Фрагмент страницы |
━━━━━━━━

Через два дня последовал ответный израильский удар. В Бейруте, с помощью дистанционно управляемой бомбы, была взорвана машина Хассана Канафани вместе с ее владельцем. Еще через 6 недель пакет, доставленный в бейрутскую виллу его заместителя Абу Шарифа, взорвался, когда хозяин виллы начал его распаковывать. Но у террористов был в запасе очередной ответ: в начале августа они успешно осуществили свою следующую совместную операцию, на этот раз в Риме. Две молодые английские туристки, направлявшиеся в Израиль, получили в подарок от своих «случайных» римских знакомых-арабов небольшой японский магнитофон, в корпусе которого — о чем они, конечно, не догадывались — находились 800 граммов пластиковой взрывчатки и манометрический взрыватель, который должен был сработать по достижении самолетом определенной высоты. К счастью, туристки сдали магнитофон в багаж, а багажные отделения израильских самолетов с недавнего времени стали предусмотрительно обшивать бронированными плитами. Поэтому когда в брюхе лайнера раздался оглушительный взрыв и самолет начал терять высоту, капитан — в прошлом боевой летчик — сумел выиграть несколько драгоценных минут. Он немедленно дал сигнал тревоги в римский аэропорт, и пока там спешно расчищали воздушный коридор для идущей на экстренную посадку машины, пошел в пике, как будто управлял своим прежним истребителем. Через шесть минут изуродованная машина благополучно приземлилась на летном поле в Риме.

━━━━━━━━

Исходные данные |

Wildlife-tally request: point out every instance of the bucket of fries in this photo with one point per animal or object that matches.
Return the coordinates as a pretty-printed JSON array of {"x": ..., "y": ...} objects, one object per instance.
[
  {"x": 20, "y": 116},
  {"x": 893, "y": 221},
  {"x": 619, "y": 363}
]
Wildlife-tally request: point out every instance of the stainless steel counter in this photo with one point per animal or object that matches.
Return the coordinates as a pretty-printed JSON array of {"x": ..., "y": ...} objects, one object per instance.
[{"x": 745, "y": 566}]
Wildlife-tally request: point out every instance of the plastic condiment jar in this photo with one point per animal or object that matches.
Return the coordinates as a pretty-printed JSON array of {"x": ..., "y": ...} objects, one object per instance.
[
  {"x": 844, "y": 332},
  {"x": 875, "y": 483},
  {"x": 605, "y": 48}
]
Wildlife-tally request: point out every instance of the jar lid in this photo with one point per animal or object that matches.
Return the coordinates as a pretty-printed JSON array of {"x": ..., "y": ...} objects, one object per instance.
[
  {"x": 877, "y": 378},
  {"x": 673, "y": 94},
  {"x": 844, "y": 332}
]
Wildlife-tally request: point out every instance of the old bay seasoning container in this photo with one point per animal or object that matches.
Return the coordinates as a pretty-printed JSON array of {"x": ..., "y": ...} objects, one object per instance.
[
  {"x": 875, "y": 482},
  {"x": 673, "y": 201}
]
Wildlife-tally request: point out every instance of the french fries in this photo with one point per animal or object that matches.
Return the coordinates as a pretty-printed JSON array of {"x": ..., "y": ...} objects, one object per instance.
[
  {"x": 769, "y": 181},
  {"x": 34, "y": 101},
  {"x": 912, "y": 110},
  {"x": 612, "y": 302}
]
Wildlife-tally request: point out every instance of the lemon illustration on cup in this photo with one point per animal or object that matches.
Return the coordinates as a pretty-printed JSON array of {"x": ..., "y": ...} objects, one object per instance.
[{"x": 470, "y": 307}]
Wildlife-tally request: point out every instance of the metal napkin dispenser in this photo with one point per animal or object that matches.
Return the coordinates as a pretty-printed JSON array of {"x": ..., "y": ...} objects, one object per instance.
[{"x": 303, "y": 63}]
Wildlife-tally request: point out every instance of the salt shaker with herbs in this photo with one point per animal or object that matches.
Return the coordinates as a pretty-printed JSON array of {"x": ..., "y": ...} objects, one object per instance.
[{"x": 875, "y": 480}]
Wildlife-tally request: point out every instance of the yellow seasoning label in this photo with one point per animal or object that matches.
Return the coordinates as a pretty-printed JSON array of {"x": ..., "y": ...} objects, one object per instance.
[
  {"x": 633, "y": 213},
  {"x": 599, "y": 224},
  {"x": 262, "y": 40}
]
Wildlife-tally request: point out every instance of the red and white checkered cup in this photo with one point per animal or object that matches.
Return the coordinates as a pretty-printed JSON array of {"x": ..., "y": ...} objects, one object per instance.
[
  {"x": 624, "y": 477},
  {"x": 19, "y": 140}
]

━━━━━━━━

Задание | Выпишите по порядку все точные количества из фрагмента страницы, выраженные числом (цифрами или словом), вместе с тем, к чему каждое из них относится.

Выполнение задания |
- два дня
- 6 недель
- две туристки
- 800 граммов пластиковой взрывчатки
- шесть минут